▶ [EXERCISE INPUT]:
◆ ◆ ◆ ◆

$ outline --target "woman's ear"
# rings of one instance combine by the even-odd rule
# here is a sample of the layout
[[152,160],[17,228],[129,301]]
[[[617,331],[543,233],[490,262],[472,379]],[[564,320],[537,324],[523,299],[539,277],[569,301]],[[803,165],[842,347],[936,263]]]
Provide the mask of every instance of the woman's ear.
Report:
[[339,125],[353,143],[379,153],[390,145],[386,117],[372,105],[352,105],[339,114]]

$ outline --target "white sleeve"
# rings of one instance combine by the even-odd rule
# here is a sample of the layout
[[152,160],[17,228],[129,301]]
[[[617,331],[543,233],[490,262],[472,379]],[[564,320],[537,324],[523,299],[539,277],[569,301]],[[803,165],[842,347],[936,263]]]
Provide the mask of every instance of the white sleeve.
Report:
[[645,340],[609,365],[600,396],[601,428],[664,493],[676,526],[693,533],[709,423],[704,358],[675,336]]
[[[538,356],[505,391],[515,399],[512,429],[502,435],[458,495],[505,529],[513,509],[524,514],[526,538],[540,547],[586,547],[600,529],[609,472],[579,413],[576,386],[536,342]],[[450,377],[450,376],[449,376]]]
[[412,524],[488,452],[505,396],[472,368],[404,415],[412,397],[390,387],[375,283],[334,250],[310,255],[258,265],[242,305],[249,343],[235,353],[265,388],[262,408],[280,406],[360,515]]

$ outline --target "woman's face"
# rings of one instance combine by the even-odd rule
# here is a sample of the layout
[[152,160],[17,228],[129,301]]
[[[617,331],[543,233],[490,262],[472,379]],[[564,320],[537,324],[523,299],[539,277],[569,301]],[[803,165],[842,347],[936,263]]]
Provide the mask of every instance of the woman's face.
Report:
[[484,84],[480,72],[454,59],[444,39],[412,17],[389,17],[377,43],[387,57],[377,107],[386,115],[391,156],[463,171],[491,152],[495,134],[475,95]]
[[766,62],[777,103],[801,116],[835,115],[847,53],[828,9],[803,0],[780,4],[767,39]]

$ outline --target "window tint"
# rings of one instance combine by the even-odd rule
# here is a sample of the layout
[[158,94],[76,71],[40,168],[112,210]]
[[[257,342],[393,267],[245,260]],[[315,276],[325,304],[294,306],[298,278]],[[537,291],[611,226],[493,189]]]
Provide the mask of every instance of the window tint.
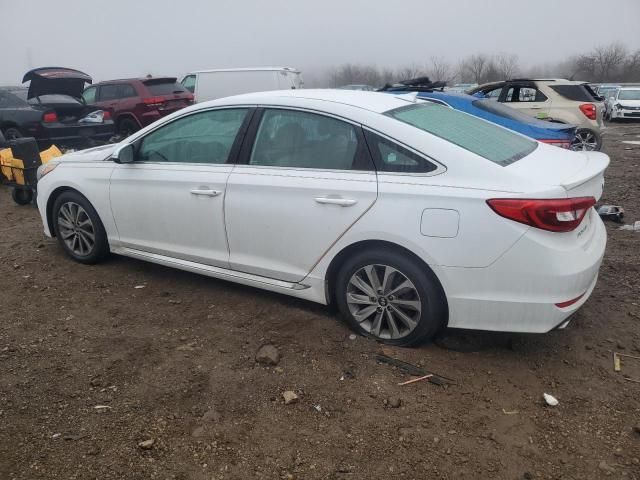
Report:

◆ ◆ ◆ ◆

▶ [ASSIGNMENT]: Find how many lines in the records contain the string "white", then give the number alone.

▶ [ANSWER TO THE EXERCISE]: 2